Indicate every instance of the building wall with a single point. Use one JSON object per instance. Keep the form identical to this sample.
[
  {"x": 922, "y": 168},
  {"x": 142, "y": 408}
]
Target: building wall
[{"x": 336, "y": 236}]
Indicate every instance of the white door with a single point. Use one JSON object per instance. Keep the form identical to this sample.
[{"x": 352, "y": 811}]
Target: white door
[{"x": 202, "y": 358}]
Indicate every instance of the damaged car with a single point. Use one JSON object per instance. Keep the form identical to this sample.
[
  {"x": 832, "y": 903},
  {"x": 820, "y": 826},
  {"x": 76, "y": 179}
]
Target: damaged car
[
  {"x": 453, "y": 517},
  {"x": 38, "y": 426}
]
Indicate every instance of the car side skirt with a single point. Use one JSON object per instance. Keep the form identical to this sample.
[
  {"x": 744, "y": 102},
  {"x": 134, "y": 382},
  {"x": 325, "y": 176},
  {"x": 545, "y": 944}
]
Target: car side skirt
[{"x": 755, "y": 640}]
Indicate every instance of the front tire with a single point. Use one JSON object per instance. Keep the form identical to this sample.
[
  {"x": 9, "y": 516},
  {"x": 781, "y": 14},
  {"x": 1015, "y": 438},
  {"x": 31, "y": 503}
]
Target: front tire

> WHAT NEEDS TO BE DONE
Your task is to retype the records precisely as they stand.

> OUTPUT BELOW
Indicate every instance of the building wall with a single point. Use one JSON object per instance. Keep the form identical to this sample.
[
  {"x": 922, "y": 168},
  {"x": 142, "y": 408}
]
Target: building wall
[{"x": 336, "y": 236}]
Indicate every instance of the white door with a single point. Use one JSON object per instance. Keep the form identical to this sample.
[{"x": 352, "y": 811}]
Target: white door
[{"x": 202, "y": 358}]
Indicate every instance of the damaged car with a single point. Use one JSON object per instance. Keep the form identical to this sample.
[
  {"x": 832, "y": 903},
  {"x": 820, "y": 826},
  {"x": 76, "y": 179}
]
Target: damaged car
[
  {"x": 453, "y": 517},
  {"x": 38, "y": 426}
]
Indicate every instance of the car side skirt with a single point. Use one JSON object per instance. Keep the form identical to this sample.
[
  {"x": 744, "y": 102},
  {"x": 134, "y": 382},
  {"x": 325, "y": 176},
  {"x": 545, "y": 944}
]
Target: car side skirt
[{"x": 755, "y": 640}]
Indicate every instance of the front tire with a single point. Use one JSON object per instance. Keep the form identical to this sample.
[
  {"x": 9, "y": 516},
  {"x": 781, "y": 14},
  {"x": 1015, "y": 438},
  {"x": 31, "y": 503}
]
Target: front tire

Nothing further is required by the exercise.